▶ [Aim of the exercise] Could you rewrite the material below as a numbered list, one item per line, with blank lines left out?

Data records:
= = = = =
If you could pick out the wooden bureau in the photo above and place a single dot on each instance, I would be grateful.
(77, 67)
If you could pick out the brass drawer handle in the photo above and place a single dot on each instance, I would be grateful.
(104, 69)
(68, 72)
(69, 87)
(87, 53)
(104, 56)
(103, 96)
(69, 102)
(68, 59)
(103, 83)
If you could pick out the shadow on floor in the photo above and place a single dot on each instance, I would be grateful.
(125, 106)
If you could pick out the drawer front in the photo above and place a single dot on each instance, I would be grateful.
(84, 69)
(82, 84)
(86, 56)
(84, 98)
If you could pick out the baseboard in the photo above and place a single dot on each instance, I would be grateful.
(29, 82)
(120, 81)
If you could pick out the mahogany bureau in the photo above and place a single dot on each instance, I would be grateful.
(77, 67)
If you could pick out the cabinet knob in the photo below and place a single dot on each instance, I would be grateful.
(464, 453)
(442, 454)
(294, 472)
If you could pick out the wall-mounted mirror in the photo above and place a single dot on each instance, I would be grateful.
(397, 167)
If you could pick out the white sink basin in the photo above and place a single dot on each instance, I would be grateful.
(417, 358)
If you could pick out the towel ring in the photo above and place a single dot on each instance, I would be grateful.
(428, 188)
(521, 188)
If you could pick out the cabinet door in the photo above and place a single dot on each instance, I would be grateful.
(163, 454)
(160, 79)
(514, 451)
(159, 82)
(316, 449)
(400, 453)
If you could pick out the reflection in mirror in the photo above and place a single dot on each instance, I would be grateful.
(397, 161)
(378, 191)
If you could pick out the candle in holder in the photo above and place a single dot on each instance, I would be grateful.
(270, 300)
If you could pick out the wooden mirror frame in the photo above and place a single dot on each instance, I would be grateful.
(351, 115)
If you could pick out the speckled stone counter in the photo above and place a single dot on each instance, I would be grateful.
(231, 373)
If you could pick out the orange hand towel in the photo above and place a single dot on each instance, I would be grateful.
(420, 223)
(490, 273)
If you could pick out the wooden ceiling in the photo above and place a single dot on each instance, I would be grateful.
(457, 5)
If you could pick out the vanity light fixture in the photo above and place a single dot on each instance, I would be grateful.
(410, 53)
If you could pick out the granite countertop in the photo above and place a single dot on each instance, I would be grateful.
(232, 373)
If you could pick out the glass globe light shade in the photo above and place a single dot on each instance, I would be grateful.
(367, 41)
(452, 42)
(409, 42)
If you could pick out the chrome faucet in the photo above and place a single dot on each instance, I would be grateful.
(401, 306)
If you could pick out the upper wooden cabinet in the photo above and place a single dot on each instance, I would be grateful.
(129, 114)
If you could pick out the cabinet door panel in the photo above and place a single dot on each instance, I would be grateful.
= = = = =
▶ [Problem solution]
1. If you could pick out the wooden bureau in the photo above and place a single dot on each instance, I would be grateful.
2. (77, 67)
3. If you could pick out the brass drawer handle in the photo above and place a single dot on each instance, I would be grateful.
4. (104, 69)
5. (68, 72)
6. (69, 87)
7. (87, 53)
8. (104, 56)
9. (103, 96)
10. (69, 102)
11. (68, 59)
12. (103, 83)
13. If you could pick out the shadow on floor in the photo above and place a single dot on each instance, I would be grateful.
14. (125, 106)
15. If you could pick out the drawer front in the photo above and place a single dot on each instance, I would be grateful.
16. (84, 69)
17. (82, 84)
18. (86, 56)
19. (84, 98)
20. If you could pick out the baseboard in the photo above and place a single dot on each instance, I would be grateful.
21. (29, 82)
22. (120, 81)
23. If you could pick out the mahogany bureau in the photo above and place a single dot on each instance, I would be grateful.
24. (77, 67)
25. If you could pick out the cabinet knob in the photo below and place a single dot on each instance, I would be grateful.
26. (464, 453)
27. (442, 454)
28. (294, 472)
29. If you could pick out the wall-mounted mirror in the photo above and place a single dot on each instance, I would be grateful.
30. (397, 167)
31. If you could pick out the white sink basin in the photo above and place a single dot on each instance, I would be grateful.
32. (417, 358)
33. If you could pick out the towel ring in the photo above and place a single dot on each instance, I would be grateful.
34. (428, 188)
35. (521, 188)
36. If you could pick out the cabinet door in the photo above and place a single dot on each instance, I would be grateful.
37. (163, 454)
38. (160, 79)
39. (514, 451)
40. (159, 82)
41. (316, 449)
42. (400, 453)
43. If you could pick out the reflection in mirror in the photo above and place a single dot on each instance, I would be grateful.
44. (397, 161)
45. (378, 191)
46. If you could pick out the candle in holder in the photo above and place a single dot on each instance, I would be grateful.
47. (270, 300)
48. If you could pick out the wooden mirror frame in the photo above and place a single dot on each instance, I would be grateful.
49. (351, 115)
50. If you could pick out the speckled stone counter in the photo above and place a single dot on each instance, I would be grateful.
51. (231, 373)
52. If you could pick out the orange hand towel in the photo above and place a single dot on each instance, I would be grateful.
53. (420, 223)
54. (490, 273)
55. If you could pick out the wooden ceiling in the photo above and place a single dot on each instance, I would be grateful.
56. (457, 5)
57. If you could pick out the vanity light fixture in the photo above and place a single dot on each instance, I would be grateful.
58. (410, 53)
59. If you could pick out the granite countertop in the photo above and place a single dot on each instance, I would be grateful.
60. (232, 373)
61. If you could pick out the glass globe light shade in the photo above and place a single dot on each instance, I would be grateful.
62. (367, 41)
63. (452, 42)
64. (409, 42)
65. If you could pick out the chrome faucet in the photo above and place a single dot on each instance, I would be grateful.
66. (401, 306)
67. If you could pick out the upper wooden cabinet in the photo above and place a single dot on each instance, I would be grateful.
68. (129, 114)
69. If you could pick out the cabinet door panel in the photo above and place a single dot on each instance, I would be grateful.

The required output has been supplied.